- What you will do
Write out the lines of all the records below as a numbered list, skipping blank lines. Leave the pictures out.

Items from a labeling collection
--- Begin ---

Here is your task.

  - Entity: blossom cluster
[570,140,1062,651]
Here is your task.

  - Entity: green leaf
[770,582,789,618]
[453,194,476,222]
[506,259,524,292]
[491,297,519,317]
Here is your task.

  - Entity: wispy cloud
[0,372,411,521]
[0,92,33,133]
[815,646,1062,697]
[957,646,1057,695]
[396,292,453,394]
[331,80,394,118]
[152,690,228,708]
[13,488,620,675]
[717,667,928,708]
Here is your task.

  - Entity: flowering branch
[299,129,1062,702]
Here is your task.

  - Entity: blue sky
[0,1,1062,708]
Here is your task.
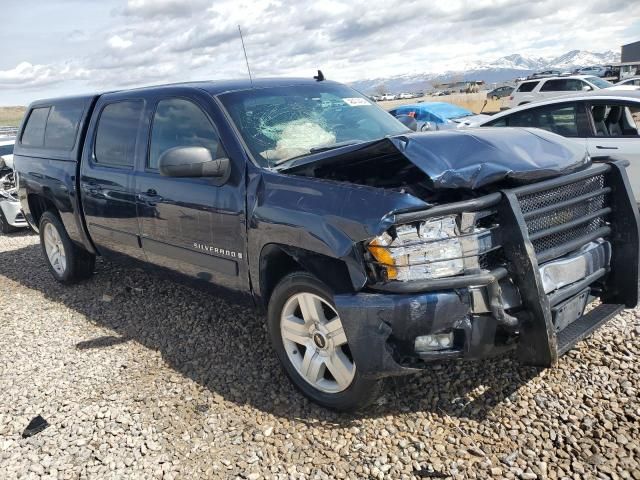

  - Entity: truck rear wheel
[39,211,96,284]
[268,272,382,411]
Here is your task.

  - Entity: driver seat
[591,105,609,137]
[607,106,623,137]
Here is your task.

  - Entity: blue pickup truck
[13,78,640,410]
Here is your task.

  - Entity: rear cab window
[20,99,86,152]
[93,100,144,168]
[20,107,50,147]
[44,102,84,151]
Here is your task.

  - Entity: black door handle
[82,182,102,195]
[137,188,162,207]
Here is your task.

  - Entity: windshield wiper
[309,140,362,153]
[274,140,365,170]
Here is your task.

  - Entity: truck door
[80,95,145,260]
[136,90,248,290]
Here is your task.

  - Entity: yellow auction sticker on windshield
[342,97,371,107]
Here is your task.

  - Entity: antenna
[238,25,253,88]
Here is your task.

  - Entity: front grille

--- End ---

- Answer in full
1. Here is your task.
2.   - Entity: blossom cluster
3. [570,140,1062,651]
4. Here is your task.
5.   - Entity: green leaf
6. [770,582,789,618]
7. [453,194,476,222]
8. [506,259,524,292]
9. [491,297,519,317]
10. Here is your task.
11.   - Entity: wispy cloud
12. [0,372,411,521]
13. [0,92,33,133]
14. [815,646,1062,697]
15. [957,646,1057,695]
16. [396,292,453,394]
17. [331,80,394,118]
18. [152,690,228,708]
19. [13,488,620,675]
20. [717,667,928,708]
21. Here is your task.
22.   - Entity: flowering branch
23. [299,129,1062,702]
24. Here is your task.
25.   - Entity: blue sky
26. [0,1,1062,708]
27. Here is your task.
28.   - Entity: truck rear wheel
29. [39,211,96,284]
30. [268,272,382,411]
31. Here is your task.
32.   - Entity: driver seat
33. [591,105,609,137]
34. [607,106,623,137]
35. Here is your task.
36.   - Entity: blue pickup truck
37. [13,78,640,410]
38. Here is your task.
39.   - Entity: rear cab window
40. [20,99,86,152]
41. [93,100,144,168]
42. [20,107,50,147]
43. [44,102,84,151]
44. Here is your task.
45.   - Entity: black door handle
46. [82,182,102,195]
47. [137,188,162,207]
48. Here is your task.
49.   - Entity: windshield wiper
50. [309,140,362,153]
51. [274,140,365,170]
52. Here is your task.
53.   - Entity: truck door
54. [80,95,145,260]
55. [136,90,248,290]
56. Here is your task.
57.   - Entity: yellow auction sticker on windshield
58. [342,97,371,107]
59. Here is your task.
60.   - Entity: antenna
61. [238,25,253,88]
62. Here is your task.
63.   - Entity: front grille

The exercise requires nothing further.